[Lines of data]
□ □ □

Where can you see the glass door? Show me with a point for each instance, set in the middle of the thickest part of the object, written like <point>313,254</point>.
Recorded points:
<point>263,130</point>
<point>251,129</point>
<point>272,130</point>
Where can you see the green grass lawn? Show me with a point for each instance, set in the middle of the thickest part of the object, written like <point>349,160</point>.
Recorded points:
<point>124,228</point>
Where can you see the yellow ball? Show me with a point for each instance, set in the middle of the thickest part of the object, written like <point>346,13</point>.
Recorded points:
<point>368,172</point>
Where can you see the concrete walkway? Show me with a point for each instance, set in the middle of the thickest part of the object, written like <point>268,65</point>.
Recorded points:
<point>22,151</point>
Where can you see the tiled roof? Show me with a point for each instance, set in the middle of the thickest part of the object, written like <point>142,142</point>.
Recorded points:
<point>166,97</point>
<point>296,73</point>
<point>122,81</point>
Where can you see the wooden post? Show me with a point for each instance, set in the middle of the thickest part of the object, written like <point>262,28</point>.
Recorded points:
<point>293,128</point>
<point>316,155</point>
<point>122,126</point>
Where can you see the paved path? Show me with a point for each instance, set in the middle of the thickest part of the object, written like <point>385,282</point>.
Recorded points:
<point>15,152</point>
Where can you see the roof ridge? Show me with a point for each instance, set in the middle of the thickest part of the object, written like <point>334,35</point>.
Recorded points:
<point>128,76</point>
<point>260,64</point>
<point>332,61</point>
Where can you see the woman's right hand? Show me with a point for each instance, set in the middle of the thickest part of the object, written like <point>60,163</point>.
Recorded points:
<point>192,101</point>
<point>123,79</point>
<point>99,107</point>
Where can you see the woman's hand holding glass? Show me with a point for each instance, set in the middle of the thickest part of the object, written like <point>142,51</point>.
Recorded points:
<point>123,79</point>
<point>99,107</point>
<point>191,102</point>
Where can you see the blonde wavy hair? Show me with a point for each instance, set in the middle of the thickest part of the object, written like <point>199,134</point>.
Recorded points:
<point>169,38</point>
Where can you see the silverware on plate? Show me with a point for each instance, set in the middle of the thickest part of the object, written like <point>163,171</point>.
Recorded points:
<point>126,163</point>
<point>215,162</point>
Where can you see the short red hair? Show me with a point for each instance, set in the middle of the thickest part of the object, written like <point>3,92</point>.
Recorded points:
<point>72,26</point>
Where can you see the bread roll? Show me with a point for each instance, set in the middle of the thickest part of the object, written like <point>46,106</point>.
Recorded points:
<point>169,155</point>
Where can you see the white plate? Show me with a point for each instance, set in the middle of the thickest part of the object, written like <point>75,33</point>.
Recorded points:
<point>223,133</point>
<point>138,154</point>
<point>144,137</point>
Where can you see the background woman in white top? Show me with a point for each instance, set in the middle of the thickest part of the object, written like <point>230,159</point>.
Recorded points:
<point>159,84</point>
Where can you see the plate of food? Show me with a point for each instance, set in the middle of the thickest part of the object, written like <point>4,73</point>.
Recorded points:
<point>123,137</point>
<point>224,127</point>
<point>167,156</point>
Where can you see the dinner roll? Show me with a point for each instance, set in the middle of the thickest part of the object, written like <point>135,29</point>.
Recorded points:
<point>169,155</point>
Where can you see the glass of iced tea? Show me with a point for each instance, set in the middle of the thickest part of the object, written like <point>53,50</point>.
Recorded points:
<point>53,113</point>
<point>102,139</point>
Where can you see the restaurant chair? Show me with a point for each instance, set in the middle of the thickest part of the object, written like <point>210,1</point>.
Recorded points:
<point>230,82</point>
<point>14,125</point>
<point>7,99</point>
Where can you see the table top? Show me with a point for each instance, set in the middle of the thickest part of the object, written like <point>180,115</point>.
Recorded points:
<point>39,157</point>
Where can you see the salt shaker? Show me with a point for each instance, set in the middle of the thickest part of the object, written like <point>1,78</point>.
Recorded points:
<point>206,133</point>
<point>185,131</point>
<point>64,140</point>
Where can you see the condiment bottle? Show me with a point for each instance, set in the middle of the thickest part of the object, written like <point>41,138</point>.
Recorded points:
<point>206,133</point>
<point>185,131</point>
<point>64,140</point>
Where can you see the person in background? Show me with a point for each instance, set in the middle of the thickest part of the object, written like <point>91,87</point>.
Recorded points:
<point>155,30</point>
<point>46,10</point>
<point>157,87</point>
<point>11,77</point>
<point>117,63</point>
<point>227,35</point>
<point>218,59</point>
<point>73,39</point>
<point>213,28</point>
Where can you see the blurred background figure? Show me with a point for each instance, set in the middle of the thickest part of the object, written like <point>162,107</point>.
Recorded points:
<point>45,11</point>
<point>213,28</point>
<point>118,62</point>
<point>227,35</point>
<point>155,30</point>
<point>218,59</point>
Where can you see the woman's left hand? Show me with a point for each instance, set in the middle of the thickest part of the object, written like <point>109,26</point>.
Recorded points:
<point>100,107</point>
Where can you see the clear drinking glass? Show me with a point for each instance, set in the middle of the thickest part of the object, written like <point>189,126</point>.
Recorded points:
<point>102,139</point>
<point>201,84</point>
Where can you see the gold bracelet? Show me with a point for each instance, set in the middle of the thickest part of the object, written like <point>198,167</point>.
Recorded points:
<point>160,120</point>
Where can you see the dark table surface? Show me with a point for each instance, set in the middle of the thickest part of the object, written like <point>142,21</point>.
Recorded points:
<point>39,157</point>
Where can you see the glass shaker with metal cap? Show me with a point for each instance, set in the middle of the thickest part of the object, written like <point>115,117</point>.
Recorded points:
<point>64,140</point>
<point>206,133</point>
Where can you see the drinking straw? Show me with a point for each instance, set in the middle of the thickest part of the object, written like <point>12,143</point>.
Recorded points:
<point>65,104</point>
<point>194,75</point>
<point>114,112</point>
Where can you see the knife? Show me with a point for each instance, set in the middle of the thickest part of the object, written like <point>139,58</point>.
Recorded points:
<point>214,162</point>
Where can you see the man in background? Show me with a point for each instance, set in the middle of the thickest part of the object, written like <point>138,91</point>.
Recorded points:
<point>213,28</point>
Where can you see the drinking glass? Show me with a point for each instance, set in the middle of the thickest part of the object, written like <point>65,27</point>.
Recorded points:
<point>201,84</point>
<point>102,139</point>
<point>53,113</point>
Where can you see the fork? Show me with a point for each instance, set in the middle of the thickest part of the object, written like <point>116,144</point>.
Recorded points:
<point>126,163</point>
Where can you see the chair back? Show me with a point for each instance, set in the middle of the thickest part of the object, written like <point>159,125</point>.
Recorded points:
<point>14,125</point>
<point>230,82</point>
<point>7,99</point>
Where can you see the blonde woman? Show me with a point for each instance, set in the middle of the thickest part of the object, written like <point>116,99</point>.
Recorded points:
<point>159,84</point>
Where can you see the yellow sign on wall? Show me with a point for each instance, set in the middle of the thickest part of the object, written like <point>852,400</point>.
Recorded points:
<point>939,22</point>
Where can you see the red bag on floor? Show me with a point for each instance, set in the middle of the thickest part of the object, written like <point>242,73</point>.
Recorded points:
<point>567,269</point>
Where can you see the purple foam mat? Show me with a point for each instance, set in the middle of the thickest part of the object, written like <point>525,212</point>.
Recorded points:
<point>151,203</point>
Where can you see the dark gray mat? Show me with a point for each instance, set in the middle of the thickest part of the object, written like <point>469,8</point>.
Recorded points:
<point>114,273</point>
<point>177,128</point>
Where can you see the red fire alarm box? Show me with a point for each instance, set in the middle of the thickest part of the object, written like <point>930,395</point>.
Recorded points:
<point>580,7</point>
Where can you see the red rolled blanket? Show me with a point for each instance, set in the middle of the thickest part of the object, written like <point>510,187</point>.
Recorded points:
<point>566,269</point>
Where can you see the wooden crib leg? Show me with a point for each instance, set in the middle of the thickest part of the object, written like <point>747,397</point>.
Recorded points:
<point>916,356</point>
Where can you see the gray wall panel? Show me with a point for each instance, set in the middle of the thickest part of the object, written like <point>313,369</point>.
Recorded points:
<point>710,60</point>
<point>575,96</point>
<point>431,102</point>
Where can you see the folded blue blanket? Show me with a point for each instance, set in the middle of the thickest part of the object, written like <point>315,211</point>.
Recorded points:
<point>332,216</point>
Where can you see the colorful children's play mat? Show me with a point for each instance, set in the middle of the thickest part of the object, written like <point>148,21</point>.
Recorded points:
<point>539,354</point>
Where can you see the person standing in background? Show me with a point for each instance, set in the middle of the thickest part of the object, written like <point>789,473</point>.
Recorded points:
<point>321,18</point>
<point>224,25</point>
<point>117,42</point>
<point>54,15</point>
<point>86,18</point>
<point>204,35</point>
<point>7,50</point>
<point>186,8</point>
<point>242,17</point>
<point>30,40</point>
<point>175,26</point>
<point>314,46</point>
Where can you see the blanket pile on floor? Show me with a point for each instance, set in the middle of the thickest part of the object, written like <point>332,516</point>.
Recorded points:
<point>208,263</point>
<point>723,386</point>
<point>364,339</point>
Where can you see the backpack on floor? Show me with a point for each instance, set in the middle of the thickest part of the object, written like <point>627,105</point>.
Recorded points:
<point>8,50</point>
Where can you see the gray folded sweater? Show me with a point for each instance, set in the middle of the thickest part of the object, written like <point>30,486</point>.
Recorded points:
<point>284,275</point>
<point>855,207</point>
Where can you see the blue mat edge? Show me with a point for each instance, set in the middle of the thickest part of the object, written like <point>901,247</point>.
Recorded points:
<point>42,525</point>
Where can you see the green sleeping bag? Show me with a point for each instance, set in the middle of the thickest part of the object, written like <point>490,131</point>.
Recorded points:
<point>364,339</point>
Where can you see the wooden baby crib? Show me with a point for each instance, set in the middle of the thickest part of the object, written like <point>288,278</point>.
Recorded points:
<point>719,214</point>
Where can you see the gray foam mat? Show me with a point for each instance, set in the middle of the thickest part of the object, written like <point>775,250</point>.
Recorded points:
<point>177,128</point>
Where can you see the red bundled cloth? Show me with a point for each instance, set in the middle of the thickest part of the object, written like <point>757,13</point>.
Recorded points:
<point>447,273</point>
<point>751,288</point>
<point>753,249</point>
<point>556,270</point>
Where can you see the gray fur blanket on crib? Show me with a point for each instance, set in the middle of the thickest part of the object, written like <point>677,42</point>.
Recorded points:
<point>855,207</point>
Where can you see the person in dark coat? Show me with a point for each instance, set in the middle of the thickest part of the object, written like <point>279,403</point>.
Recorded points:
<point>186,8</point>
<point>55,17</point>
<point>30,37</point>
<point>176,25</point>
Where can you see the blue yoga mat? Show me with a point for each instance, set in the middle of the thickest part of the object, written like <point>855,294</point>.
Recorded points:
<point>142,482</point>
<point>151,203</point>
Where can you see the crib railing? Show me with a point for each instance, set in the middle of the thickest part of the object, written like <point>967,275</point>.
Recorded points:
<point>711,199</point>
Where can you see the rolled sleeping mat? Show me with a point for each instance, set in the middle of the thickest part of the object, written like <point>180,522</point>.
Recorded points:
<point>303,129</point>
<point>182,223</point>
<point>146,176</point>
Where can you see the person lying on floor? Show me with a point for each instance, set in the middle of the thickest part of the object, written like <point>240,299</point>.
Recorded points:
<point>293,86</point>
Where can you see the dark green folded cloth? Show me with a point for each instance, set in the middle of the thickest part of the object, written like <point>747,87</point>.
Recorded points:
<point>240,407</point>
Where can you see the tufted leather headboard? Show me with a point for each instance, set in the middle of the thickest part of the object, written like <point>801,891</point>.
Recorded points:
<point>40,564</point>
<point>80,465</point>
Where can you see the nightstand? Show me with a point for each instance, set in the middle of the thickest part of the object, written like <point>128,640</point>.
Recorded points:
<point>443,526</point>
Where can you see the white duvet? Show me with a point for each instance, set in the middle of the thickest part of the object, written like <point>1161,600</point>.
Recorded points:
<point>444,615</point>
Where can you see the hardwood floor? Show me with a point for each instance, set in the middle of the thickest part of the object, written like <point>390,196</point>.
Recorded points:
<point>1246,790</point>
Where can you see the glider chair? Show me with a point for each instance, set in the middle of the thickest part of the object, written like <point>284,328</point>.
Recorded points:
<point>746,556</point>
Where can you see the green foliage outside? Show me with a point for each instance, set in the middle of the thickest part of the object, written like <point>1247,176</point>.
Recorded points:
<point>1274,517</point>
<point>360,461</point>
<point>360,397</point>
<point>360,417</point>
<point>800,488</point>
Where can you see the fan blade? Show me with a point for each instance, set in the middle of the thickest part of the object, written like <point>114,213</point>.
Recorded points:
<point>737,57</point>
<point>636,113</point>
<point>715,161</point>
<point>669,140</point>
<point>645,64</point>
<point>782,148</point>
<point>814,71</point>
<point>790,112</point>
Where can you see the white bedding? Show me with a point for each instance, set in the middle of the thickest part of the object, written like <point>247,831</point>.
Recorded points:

□ □ □

**THE TASK**
Repeat the line that contains "Where can you see the nightstand?", then every line after it until the records end, with nothing added.

**WRITTEN REPLY**
Where can you see the nightstand? Show me with a point for each instance, set in the middle of the thickest part of the object, written like <point>128,640</point>.
Recorded points:
<point>443,526</point>
Where can you see the white duvet? Show me with a point for each instance, set in the middle of the thickest part of the object, written like <point>1161,600</point>.
Recorded points:
<point>444,615</point>
Where can you see the hardwood floor? Show me with a point for each instance, set in the middle of the thickest part of the object, written like <point>390,196</point>.
Recorded points:
<point>1246,790</point>
Where can you see the glider chair? Show me with a point for each instance, set in the middle of the thickest part of the object, written like <point>284,328</point>.
Recorded points:
<point>746,556</point>
Where can you see the green foliage outside? Show me with a point for each instance, set in the middle of the thickest part of the object, written like <point>1247,176</point>.
Recorded points:
<point>1274,517</point>
<point>360,461</point>
<point>360,397</point>
<point>360,417</point>
<point>800,488</point>
Where can you see the fan blade? Show me with a point for each instance, set in the middle of the thickest part of the object, written like <point>114,213</point>.
Recorded points:
<point>737,57</point>
<point>636,113</point>
<point>715,161</point>
<point>669,140</point>
<point>645,64</point>
<point>782,148</point>
<point>814,71</point>
<point>790,112</point>
Where can you see the white bedding? Show me with a point for each instance, set in the middle of the thickest part of the object, written like <point>247,831</point>.
Recorded points:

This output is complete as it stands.